What the task requires
After reading the records, print them all again exactly as they stand.

--- Source material ---

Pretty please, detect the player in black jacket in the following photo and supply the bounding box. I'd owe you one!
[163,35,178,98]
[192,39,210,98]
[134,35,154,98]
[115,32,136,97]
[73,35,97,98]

---

Task result
Pretty please, detect the player in black jacket in the following photo and supply the bounding box. I'd owe you one!
[163,35,178,98]
[192,39,210,98]
[134,35,154,98]
[115,32,136,97]
[73,35,97,98]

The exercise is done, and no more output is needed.